--- DO THIS ---
Carry forward the excerpt below on gas escape from unlined rock caverns, picking up right after its last sentence.

--- DOCUMENT EXCERPT ---
In recent years interest in gas escape phenomenon from unlined mined rock caverns has increased considerably. This phenomenon is most critical to the feasibility of Compressed Air systems, closed surge chambers, and underground storage of hydrocarbons. It is of further interest in the long term sealing of radioactive waste repositories and in the potential siting of underground nuclear plants. All previous studies used extremely simplified analytical models and/or laboratory tests and attempted to define a "critical gradient" at which "bubble escape" would cease to occur. The predicted critical gradients ranged from 0.4 to 1.0. These ideas were sometimes translated into practice in the form of elaborate tunnel schemes with radiating pressurized boreholes in order to maintain sufficient gradients both during cavern construction and during use. This paper describes detailed laboratory experiments which were conducted to study two-phase countercurrent flow through simulated rock fractures. A modified Hele-Shaw parallel plate model was built which allowed variation of fracture aperture and orientation with respect to the pressurized cavity. Also, different entrance geometries were simulated to delineate their importance as far as bubble or slug initiation is concerned. An array of sensitive pressure transducers were used to obtain any small variation in the pressure field during bubble propagation. The deformation and volume of the bubbles were recorded via a high speed camera. The data is analysed in light of existing two-phase flow theories developed in the chemical and nuclear engineering fields. Engineering implications are discussed in detail.

INTRODUCTION

Gas escape from unlined rock caverns involves two distinct problems:

  • the fundamental initiation and motion of gas "bubbles" through rock fractures, and,

  • the calculation of overall gas losses from storage caverns.

--- ENTRIES PROVIDED ---
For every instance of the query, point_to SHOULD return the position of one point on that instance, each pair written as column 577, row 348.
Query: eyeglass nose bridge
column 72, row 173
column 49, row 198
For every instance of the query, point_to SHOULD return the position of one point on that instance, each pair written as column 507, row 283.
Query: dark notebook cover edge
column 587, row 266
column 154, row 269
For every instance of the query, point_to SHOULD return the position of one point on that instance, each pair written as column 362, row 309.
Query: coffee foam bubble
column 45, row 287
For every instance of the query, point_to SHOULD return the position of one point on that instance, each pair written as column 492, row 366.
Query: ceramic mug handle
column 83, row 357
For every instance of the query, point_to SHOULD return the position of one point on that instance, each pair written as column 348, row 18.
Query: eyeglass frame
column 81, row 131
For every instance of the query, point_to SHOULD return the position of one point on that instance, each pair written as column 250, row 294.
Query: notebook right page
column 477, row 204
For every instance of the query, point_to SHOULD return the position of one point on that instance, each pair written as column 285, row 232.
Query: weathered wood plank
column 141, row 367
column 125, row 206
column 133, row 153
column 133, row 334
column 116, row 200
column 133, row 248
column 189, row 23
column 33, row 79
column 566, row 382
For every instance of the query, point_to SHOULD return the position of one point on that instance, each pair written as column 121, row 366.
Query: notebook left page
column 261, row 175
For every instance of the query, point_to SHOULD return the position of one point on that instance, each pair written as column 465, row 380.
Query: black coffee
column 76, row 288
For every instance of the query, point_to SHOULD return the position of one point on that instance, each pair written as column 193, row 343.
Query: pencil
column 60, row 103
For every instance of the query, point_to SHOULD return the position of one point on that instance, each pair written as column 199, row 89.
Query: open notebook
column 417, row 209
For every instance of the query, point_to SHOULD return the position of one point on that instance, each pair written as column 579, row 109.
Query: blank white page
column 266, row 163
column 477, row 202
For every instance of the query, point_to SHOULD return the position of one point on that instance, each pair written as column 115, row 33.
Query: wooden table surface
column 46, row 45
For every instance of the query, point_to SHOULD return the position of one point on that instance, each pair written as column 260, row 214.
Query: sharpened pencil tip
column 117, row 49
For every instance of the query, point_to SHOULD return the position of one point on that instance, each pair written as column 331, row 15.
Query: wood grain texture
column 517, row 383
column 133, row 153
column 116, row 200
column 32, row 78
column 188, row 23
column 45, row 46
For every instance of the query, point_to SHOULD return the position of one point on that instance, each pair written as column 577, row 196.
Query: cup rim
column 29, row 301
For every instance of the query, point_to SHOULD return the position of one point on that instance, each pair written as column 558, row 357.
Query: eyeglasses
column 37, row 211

...

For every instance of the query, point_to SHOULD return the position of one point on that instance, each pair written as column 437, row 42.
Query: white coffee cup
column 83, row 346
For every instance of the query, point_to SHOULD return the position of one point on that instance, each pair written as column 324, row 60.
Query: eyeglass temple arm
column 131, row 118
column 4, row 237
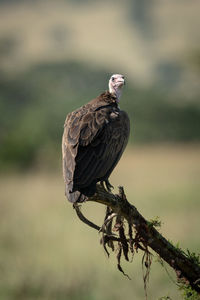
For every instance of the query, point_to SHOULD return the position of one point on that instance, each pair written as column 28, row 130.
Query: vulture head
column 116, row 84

* * *

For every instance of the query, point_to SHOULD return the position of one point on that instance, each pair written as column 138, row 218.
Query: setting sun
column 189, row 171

--- WRITTEN RESPONSE ---
Solutions to the latter problem, at present, are best handled using an equivalent porous medium approach as suggested by Barton (1972) and Berg and Noren (1969). However, this provides no insight into the fundamental mechanism and parameters controlling the initiation of gas escape. It is this problem that the present research addresses. Interest in two-phase flow in the geotechnical area was originally restricted to the petroleum engineering field where drillstem and two-phase porous medium problems have received considerable attention. A phase is simply one of the states of matter and can be either a gas, a liquid, or a solid. The term two-component is sometimes used to describe flows in which two phases are not of the same chemical substance. Since the mathematics describing two-phase or two component flows are identical, it does not matter which definitions are chosen. Increasing use of underground space has aroused significant interest in developing a better understanding of single-phase and to a lesser extent of two-phase fracture flow. Recently Willet (1979a, 1979b) has given an excellent review of the history and present status of the economic use of the underground. Two-phase fracture flow may be a very important, if not critical, parameter in each of the following areas:

  • nuclear power plants sited underground,

  • crude oil and petroleum product storage.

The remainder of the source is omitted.